◆ EXERCISE PROMPT ◆
Copy the data below from its first line up to and including the line that contains "point(57, 8)". Leave the pictures out of your copy.

(Records from a data collection)
═══

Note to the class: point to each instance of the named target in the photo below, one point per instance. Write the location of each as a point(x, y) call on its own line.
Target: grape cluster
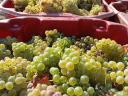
point(78, 7)
point(4, 52)
point(44, 90)
point(24, 50)
point(63, 66)
point(15, 85)
point(85, 43)
point(38, 44)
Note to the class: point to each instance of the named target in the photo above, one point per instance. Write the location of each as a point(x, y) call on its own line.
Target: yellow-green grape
point(2, 84)
point(113, 75)
point(78, 91)
point(120, 73)
point(126, 72)
point(120, 66)
point(90, 91)
point(126, 79)
point(112, 64)
point(70, 66)
point(9, 85)
point(119, 80)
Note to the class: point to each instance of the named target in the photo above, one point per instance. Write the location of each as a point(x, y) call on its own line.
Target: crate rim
point(18, 14)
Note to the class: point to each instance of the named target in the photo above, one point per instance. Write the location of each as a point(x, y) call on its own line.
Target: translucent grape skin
point(54, 70)
point(56, 78)
point(120, 80)
point(72, 81)
point(90, 91)
point(2, 84)
point(84, 79)
point(70, 91)
point(78, 91)
point(70, 66)
point(9, 85)
point(20, 80)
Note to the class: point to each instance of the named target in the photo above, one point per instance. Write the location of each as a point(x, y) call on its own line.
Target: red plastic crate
point(110, 1)
point(24, 28)
point(7, 7)
point(119, 8)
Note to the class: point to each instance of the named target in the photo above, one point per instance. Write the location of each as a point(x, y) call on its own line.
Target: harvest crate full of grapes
point(63, 57)
point(57, 8)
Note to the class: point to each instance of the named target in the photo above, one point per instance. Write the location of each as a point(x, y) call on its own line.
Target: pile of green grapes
point(63, 66)
point(78, 7)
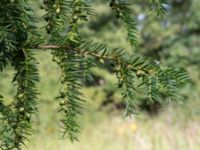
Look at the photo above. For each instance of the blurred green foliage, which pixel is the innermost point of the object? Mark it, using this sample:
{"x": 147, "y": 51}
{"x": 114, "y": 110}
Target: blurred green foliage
{"x": 174, "y": 40}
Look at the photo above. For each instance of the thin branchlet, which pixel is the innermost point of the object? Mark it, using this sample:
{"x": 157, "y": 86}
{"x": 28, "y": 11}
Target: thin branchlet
{"x": 75, "y": 55}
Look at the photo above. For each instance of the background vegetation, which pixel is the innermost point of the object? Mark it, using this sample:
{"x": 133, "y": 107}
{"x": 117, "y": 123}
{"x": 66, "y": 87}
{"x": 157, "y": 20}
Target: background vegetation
{"x": 174, "y": 41}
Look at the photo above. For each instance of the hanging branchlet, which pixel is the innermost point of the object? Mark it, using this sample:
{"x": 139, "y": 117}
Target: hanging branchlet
{"x": 70, "y": 95}
{"x": 160, "y": 6}
{"x": 73, "y": 69}
{"x": 123, "y": 12}
{"x": 24, "y": 105}
{"x": 75, "y": 56}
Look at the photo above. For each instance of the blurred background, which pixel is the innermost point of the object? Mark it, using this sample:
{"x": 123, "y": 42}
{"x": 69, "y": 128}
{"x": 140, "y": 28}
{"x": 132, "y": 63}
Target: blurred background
{"x": 173, "y": 40}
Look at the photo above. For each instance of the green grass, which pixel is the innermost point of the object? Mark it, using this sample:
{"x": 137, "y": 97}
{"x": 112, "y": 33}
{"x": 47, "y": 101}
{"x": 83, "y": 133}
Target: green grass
{"x": 175, "y": 128}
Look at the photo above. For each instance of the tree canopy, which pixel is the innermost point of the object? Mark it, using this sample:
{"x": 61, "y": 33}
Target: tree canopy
{"x": 75, "y": 54}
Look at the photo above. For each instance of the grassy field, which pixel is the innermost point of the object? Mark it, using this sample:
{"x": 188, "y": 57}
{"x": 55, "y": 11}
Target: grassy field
{"x": 175, "y": 128}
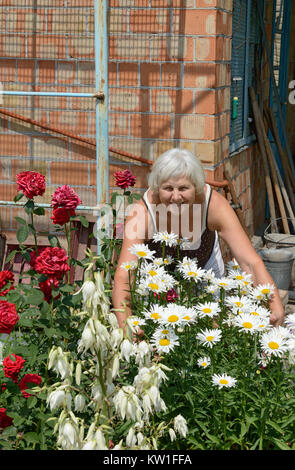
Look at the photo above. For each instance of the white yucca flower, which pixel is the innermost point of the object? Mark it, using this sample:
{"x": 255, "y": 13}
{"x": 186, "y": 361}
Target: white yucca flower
{"x": 56, "y": 399}
{"x": 79, "y": 402}
{"x": 127, "y": 350}
{"x": 127, "y": 404}
{"x": 180, "y": 425}
{"x": 170, "y": 239}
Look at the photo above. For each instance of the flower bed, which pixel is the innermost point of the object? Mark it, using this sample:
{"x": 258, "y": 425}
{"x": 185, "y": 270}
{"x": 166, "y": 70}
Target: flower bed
{"x": 209, "y": 371}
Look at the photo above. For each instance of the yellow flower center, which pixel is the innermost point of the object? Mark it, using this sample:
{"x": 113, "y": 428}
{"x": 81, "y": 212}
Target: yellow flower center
{"x": 152, "y": 272}
{"x": 192, "y": 273}
{"x": 206, "y": 310}
{"x": 155, "y": 316}
{"x": 265, "y": 291}
{"x": 173, "y": 318}
{"x": 153, "y": 286}
{"x": 141, "y": 253}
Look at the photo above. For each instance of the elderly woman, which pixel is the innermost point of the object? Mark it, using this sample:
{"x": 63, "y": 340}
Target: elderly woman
{"x": 177, "y": 183}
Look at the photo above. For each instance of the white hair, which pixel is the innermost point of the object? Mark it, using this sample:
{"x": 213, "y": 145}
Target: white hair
{"x": 177, "y": 163}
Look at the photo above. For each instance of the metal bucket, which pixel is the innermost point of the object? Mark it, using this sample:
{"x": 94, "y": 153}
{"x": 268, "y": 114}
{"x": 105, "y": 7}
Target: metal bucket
{"x": 279, "y": 264}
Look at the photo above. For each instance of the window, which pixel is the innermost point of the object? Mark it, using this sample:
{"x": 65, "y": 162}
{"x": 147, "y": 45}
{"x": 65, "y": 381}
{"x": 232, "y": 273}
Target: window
{"x": 246, "y": 50}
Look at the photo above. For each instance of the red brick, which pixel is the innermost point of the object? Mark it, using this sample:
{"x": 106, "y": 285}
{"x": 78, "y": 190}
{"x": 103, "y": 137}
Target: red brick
{"x": 128, "y": 74}
{"x": 200, "y": 75}
{"x": 171, "y": 75}
{"x": 129, "y": 99}
{"x": 150, "y": 74}
{"x": 74, "y": 173}
{"x": 173, "y": 101}
{"x": 194, "y": 22}
{"x": 151, "y": 126}
{"x": 14, "y": 145}
{"x": 46, "y": 71}
{"x": 206, "y": 102}
{"x": 112, "y": 73}
{"x": 26, "y": 71}
{"x": 149, "y": 21}
{"x": 7, "y": 70}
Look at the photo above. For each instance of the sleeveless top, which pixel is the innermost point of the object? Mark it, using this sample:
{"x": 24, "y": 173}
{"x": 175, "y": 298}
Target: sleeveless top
{"x": 208, "y": 253}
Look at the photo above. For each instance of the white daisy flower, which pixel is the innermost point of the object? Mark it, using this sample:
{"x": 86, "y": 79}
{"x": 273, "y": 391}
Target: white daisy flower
{"x": 247, "y": 323}
{"x": 129, "y": 265}
{"x": 175, "y": 315}
{"x": 149, "y": 269}
{"x": 168, "y": 260}
{"x": 274, "y": 343}
{"x": 290, "y": 320}
{"x": 164, "y": 343}
{"x": 262, "y": 292}
{"x": 136, "y": 322}
{"x": 193, "y": 272}
{"x": 209, "y": 337}
{"x": 241, "y": 277}
{"x": 233, "y": 265}
{"x": 155, "y": 313}
{"x": 238, "y": 303}
{"x": 142, "y": 251}
{"x": 223, "y": 381}
{"x": 204, "y": 362}
{"x": 170, "y": 239}
{"x": 208, "y": 309}
{"x": 225, "y": 283}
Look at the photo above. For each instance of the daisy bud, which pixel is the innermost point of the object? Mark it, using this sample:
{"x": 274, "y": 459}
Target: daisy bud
{"x": 79, "y": 403}
{"x": 56, "y": 399}
{"x": 131, "y": 438}
{"x": 180, "y": 425}
{"x": 100, "y": 439}
{"x": 172, "y": 434}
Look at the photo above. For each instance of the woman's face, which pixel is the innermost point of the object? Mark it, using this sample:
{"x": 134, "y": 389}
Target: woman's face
{"x": 177, "y": 191}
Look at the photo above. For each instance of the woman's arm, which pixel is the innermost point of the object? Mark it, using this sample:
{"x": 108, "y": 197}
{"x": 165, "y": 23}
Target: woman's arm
{"x": 135, "y": 230}
{"x": 222, "y": 217}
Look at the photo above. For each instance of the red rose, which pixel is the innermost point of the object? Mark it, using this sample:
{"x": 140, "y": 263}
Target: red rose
{"x": 5, "y": 420}
{"x": 53, "y": 262}
{"x": 6, "y": 277}
{"x": 31, "y": 183}
{"x": 61, "y": 216}
{"x": 29, "y": 379}
{"x": 8, "y": 317}
{"x": 12, "y": 367}
{"x": 47, "y": 286}
{"x": 124, "y": 179}
{"x": 65, "y": 197}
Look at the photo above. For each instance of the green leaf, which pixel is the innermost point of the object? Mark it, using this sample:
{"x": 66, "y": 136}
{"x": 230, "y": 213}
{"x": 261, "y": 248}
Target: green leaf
{"x": 84, "y": 221}
{"x": 18, "y": 196}
{"x": 281, "y": 444}
{"x": 22, "y": 233}
{"x": 35, "y": 297}
{"x": 10, "y": 256}
{"x": 39, "y": 211}
{"x": 53, "y": 240}
{"x": 32, "y": 437}
{"x": 20, "y": 220}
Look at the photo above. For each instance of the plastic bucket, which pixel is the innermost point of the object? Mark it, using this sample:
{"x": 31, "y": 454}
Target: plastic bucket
{"x": 279, "y": 264}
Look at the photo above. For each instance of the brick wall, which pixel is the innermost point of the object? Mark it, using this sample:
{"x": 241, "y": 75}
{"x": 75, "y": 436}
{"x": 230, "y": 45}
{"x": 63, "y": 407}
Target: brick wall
{"x": 169, "y": 79}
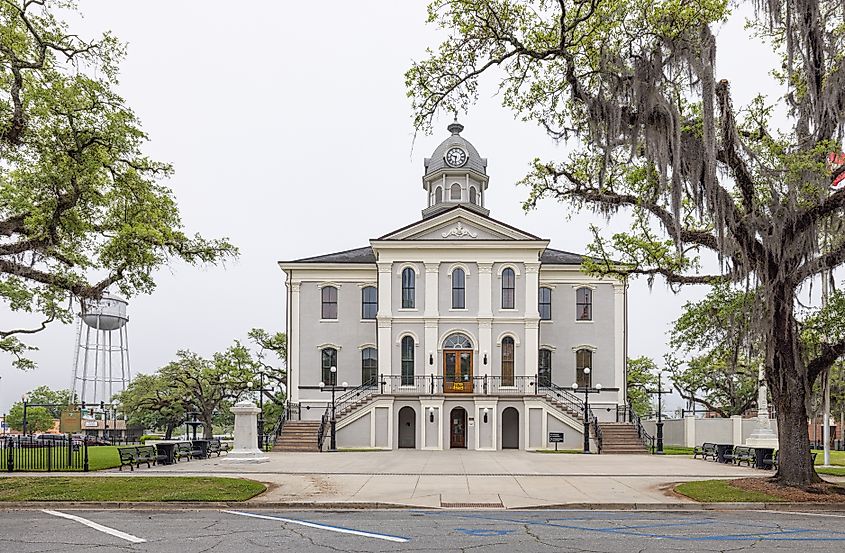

═══

◆ SOLUTION TO THE EXERCISE ◆
Note to the class: point to each instance of the named target in the photo below, one point per instance. Write the location of each as a point(x, y) call on its own line.
Target: grape cluster
point(78, 7)
point(4, 52)
point(44, 90)
point(24, 50)
point(63, 66)
point(15, 85)
point(85, 43)
point(38, 44)
Note to the class: point to each instance of the named target in the photo above, one point per instance. Write the location of each as a point(x, y) call on its own line.
Target: yellow-green grape
point(2, 84)
point(113, 75)
point(78, 91)
point(120, 73)
point(126, 72)
point(120, 66)
point(90, 91)
point(126, 79)
point(112, 64)
point(70, 66)
point(9, 85)
point(119, 80)
Note to the class: point to each instance of the named target in the photo above, one point per instance. Write the location of each as a point(x, y) call on its own line.
Target: crate rim
point(18, 14)
Note to the class: point to each instance of the named target in the photo above, one point per instance. Write the location of each as a point(x, y) call on its own line.
Target: translucent grape skin
point(54, 70)
point(56, 78)
point(120, 80)
point(72, 81)
point(90, 91)
point(2, 84)
point(84, 79)
point(70, 91)
point(78, 91)
point(70, 66)
point(9, 85)
point(20, 80)
Note to the class: point to each instance of the named target in the photo above, one point per instance. Write the location of each as a point(x, y) call on its own line.
Target: red plastic crate
point(110, 1)
point(24, 28)
point(7, 7)
point(119, 8)
Note to the class: point to each instance of the named target in the photo above, one point per instance. Write the location of each as a point(x, y) call on its own line.
Target: harvest crate full of grapes
point(63, 57)
point(57, 8)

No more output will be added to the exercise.